Description of the task:
Rewrite the material below as a numbered list with one entry per line, skipping any blank lines. Leave the pictures out of your answer.

Given entries:
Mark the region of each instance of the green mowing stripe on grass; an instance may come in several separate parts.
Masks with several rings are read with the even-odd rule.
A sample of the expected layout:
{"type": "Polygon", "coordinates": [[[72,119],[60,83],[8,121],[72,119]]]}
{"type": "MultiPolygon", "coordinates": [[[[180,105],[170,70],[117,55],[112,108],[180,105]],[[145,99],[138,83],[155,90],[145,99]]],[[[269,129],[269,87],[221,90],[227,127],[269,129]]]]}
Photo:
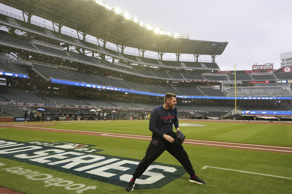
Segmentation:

Worked solution:
1. Mark the region of each instance of the green mowing stripe on grass; an instance may come in several separate parts.
2. Masks with several rings are read with the even-odd rule.
3. A sample of the expected layout:
4. {"type": "Polygon", "coordinates": [[[72,119],[60,83],[8,121],[72,119]]]}
5. {"type": "MultiPolygon", "coordinates": [[[[180,105],[170,70],[117,55],[112,108],[180,105]],[[145,99],[138,83],[155,90],[145,99]]],[[[269,129],[269,87],[221,90],[227,127],[269,129]]]]}
6. Photo:
7. Segmentation:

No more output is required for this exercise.